◆ **Using the information**
A. Summarize the post on the science of scary music in two sentences.
B. According to the post on the science of scary music, what community of animals was Daniel Blumstein researching in Colorado?

As you can probably guess, we here at ESHC think hearing is pretty dang cool! From being brought to tears by a beautiful orchestra piece to getting pumped up for a run with a beat filled tune, we are in awe of the physical response we receive from the sounds around us. Of course when we saw an article on NPR about the science behind scary music, our audiologist hearts soared.
When you think of the music from Jaws – “DUH-duh … DUH-duh … DUH-duh!” – you immedietly relate the simple notes with terror. NPR sought to find out just what gives us the hair raising response by asking UCLA evolutionary biologist Daniel Blumstein. In the latest issue of the journal Biology Letters he explains that it the answer lies in our animal instincts.
His research began following time spent in Colorado researching a community of yellow-bellied marmots. He noted that when baby marmots were caught they would let out a scream that created a nonlinear sound that grabbed the attention of their parents and created an emotional response in the researchers. So his team (film score composer Peter Kaye and communications professor Greg Bryant) set out to discover if there was a formula for fear that included nonlinear sounds.
The research study included two groups of original music, one of emotionally neutral scores and another that incorporated nonlinear elements. Subjects were asked to listen to the scores and rate them on emotional stimulation, and the results proved Blumstein’s prediction true. “The musical pieces containing nonlinear elements elicited the highest level of emotional stimulation, as well as the most negative feeling.” (NPR) It was also seen in another study that when paired with a visual stimulus, the emotions from the visual outweighed the auditory.

◆ **Dataset**
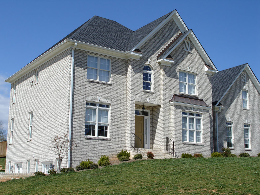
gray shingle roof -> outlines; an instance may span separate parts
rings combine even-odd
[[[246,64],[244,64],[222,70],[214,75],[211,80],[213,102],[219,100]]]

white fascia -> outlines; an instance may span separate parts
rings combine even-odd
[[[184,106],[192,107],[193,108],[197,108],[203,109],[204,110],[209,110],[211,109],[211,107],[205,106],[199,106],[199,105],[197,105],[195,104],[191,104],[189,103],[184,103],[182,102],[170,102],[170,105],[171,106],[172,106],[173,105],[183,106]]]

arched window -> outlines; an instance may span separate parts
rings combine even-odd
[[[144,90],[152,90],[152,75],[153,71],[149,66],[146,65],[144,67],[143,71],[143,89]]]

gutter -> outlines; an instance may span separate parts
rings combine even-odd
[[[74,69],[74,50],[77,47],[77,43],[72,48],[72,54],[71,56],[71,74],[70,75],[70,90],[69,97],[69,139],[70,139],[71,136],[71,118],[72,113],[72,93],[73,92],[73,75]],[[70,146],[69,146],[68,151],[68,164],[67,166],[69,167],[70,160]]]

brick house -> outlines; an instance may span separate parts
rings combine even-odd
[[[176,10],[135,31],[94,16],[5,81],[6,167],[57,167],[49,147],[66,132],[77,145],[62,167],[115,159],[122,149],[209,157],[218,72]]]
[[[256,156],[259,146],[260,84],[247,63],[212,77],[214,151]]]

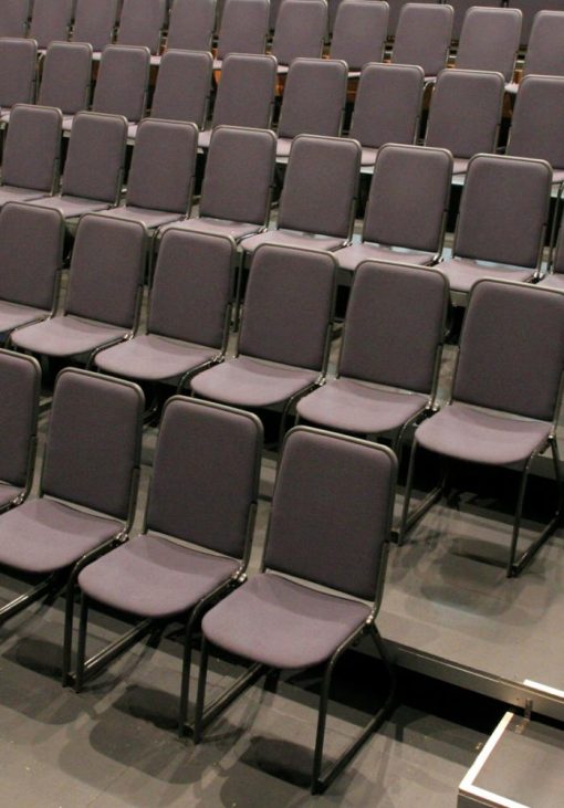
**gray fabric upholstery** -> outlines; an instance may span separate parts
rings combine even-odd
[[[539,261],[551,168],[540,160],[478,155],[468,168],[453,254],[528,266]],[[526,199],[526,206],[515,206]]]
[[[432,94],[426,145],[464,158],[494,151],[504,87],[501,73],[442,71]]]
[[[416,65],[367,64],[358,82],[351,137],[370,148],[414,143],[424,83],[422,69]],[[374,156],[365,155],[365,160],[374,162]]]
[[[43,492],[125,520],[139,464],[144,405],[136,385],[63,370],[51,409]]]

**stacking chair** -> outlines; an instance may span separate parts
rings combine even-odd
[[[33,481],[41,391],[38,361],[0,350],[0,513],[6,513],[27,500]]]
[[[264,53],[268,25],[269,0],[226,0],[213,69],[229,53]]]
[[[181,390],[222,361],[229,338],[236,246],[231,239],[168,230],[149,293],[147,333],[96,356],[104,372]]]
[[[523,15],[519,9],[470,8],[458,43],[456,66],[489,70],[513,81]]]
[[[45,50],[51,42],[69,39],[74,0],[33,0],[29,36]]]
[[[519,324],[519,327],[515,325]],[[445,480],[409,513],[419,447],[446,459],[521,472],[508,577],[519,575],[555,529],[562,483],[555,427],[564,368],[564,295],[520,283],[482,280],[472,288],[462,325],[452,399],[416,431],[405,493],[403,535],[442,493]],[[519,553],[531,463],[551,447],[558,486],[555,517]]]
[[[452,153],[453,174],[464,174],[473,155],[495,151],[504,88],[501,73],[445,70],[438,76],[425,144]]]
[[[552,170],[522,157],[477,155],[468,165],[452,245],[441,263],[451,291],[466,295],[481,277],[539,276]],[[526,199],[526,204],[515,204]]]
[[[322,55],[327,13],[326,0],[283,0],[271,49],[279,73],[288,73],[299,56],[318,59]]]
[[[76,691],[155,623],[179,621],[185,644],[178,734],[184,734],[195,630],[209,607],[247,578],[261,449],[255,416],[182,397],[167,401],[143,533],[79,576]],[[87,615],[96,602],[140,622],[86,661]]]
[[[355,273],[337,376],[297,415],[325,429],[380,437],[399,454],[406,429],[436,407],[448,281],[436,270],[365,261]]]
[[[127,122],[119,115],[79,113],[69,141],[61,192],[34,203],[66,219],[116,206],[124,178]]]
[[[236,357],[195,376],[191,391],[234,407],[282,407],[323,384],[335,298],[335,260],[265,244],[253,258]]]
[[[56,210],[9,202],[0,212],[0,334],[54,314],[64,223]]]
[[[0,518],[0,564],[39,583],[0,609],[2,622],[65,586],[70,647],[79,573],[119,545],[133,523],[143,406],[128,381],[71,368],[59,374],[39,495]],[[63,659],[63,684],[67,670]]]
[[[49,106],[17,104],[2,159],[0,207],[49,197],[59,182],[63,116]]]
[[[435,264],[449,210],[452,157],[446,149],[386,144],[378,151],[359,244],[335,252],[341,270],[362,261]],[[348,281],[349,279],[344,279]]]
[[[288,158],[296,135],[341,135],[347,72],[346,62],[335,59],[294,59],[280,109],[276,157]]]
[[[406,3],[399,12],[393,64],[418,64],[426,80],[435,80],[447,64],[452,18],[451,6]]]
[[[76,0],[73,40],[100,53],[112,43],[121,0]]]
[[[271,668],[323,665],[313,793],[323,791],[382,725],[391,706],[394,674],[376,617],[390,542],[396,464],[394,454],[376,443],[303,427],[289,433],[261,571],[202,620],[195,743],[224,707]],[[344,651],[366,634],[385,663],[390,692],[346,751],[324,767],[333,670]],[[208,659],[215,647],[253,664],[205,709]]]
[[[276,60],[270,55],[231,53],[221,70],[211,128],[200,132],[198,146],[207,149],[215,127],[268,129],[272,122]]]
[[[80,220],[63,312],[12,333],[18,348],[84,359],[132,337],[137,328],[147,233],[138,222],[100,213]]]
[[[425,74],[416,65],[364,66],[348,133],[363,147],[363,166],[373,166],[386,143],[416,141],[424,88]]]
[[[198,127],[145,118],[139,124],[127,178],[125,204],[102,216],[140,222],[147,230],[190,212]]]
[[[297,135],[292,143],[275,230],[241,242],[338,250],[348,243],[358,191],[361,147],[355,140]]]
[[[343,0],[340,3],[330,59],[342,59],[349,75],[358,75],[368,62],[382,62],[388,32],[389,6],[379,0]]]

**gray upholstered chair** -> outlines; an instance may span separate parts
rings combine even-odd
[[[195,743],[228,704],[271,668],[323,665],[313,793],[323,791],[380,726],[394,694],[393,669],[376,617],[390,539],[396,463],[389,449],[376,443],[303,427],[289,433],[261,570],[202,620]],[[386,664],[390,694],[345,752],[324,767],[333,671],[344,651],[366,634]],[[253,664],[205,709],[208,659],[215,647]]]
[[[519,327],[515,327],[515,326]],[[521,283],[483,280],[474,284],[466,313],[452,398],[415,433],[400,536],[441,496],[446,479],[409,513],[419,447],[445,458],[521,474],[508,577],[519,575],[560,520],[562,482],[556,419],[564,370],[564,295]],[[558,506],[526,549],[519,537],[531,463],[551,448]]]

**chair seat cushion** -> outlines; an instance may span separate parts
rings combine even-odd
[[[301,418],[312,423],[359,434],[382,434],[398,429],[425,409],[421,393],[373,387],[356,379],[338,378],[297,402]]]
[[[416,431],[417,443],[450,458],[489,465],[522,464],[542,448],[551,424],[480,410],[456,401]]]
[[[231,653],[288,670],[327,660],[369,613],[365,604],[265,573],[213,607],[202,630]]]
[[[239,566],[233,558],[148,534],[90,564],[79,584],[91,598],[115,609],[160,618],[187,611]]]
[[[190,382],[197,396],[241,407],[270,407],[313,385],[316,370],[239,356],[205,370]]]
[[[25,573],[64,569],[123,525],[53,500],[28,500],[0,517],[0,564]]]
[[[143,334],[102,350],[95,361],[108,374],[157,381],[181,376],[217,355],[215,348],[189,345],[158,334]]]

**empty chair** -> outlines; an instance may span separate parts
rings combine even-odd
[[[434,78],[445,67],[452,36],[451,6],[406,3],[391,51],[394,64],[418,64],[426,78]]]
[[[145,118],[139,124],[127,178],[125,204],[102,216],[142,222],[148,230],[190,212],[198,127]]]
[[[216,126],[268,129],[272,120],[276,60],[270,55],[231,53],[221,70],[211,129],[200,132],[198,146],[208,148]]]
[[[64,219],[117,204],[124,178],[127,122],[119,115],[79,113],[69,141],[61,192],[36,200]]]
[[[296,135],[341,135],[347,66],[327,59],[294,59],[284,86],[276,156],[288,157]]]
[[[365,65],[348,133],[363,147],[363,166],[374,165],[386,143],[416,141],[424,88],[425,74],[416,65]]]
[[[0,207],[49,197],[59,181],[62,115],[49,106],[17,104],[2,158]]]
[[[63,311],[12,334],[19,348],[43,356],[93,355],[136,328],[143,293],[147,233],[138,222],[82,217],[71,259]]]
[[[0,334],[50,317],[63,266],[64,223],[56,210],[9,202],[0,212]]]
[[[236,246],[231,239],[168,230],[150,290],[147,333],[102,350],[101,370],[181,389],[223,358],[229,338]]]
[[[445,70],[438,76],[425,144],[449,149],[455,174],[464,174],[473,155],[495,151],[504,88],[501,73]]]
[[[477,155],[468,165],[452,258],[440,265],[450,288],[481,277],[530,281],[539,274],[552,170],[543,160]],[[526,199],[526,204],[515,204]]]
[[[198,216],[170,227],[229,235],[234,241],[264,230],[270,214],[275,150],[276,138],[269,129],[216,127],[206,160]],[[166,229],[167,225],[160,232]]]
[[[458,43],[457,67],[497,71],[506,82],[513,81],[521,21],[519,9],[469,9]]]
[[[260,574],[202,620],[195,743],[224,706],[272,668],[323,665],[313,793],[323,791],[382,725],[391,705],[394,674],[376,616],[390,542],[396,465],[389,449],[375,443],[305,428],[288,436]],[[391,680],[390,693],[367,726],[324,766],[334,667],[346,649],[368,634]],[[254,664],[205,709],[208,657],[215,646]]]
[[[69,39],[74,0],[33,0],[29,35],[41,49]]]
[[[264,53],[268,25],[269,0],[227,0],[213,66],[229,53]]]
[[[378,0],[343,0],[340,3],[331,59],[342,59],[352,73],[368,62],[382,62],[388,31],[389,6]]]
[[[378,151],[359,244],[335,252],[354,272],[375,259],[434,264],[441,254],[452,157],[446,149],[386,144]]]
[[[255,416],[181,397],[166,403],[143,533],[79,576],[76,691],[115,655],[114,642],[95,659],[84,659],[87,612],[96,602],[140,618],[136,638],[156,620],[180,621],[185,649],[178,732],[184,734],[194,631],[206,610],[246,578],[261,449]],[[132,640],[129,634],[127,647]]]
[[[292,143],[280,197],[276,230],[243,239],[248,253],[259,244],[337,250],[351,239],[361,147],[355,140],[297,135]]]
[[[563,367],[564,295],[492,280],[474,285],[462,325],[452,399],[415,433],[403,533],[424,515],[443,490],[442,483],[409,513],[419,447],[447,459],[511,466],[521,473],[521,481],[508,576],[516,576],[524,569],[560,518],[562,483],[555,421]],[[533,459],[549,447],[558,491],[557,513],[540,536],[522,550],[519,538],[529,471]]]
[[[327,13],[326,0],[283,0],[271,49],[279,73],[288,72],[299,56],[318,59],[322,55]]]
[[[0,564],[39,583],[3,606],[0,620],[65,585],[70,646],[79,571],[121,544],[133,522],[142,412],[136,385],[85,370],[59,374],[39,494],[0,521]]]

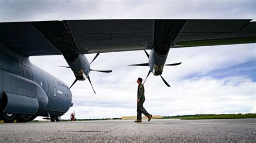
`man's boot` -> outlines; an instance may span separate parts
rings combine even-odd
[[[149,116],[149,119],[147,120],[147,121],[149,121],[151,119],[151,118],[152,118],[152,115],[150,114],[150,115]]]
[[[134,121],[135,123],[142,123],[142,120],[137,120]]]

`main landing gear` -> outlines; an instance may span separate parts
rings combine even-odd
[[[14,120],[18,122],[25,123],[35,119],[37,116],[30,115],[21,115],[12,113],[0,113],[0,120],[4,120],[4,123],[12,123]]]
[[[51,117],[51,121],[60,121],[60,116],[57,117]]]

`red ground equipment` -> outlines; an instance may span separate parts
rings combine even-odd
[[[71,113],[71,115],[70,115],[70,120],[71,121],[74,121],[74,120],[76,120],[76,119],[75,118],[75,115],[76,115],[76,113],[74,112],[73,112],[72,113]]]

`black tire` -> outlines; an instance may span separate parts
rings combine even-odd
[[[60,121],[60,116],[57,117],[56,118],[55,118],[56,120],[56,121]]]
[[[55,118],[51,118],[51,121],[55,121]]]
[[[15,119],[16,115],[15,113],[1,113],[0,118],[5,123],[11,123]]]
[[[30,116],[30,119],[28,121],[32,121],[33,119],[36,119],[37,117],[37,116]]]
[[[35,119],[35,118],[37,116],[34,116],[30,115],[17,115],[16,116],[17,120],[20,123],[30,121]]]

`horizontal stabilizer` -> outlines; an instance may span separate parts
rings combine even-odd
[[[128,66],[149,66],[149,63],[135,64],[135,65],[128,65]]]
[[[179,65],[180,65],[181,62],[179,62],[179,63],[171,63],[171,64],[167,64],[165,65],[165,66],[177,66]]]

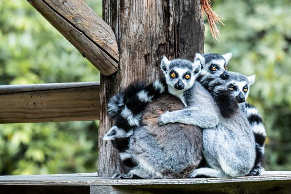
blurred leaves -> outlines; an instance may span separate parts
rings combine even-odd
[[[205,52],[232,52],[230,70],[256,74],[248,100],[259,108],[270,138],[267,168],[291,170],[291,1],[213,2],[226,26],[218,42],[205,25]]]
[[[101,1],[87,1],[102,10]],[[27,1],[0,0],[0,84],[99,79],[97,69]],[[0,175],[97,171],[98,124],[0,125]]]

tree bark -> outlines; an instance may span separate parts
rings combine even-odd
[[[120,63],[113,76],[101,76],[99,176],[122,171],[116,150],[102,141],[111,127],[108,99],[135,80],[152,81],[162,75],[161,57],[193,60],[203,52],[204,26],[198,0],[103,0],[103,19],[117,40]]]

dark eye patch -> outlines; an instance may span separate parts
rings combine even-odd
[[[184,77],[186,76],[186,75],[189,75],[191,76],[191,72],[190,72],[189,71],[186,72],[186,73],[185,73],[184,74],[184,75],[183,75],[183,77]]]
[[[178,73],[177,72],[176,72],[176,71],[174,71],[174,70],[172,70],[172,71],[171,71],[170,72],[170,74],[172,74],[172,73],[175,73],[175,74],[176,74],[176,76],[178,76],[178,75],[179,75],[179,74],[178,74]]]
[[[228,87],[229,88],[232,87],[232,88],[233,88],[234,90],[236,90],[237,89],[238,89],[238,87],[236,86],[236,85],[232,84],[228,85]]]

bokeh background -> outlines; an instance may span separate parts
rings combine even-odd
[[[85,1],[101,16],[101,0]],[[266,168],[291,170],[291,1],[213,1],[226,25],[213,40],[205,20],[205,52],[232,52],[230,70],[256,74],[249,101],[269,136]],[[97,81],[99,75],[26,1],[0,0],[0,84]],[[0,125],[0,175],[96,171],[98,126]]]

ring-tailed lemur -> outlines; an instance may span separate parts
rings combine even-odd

◆ **Outputs for the tasks**
A. UCLA evolutionary biologist Daniel Blumstein explains that the fear response to scary music lies in our animal instincts, an idea that grew from his work with yellow-bellied marmots in Colorado, whose babies screamed with nonlinear sounds when caught. In his team's study, subjects rated original music, and the pieces containing nonlinear elements produced the highest emotional stimulation and the most negative feeling, though another study found that a paired visual stimulus outweighed the emotions from the sound.

B. A community of yellow-bellied marmots.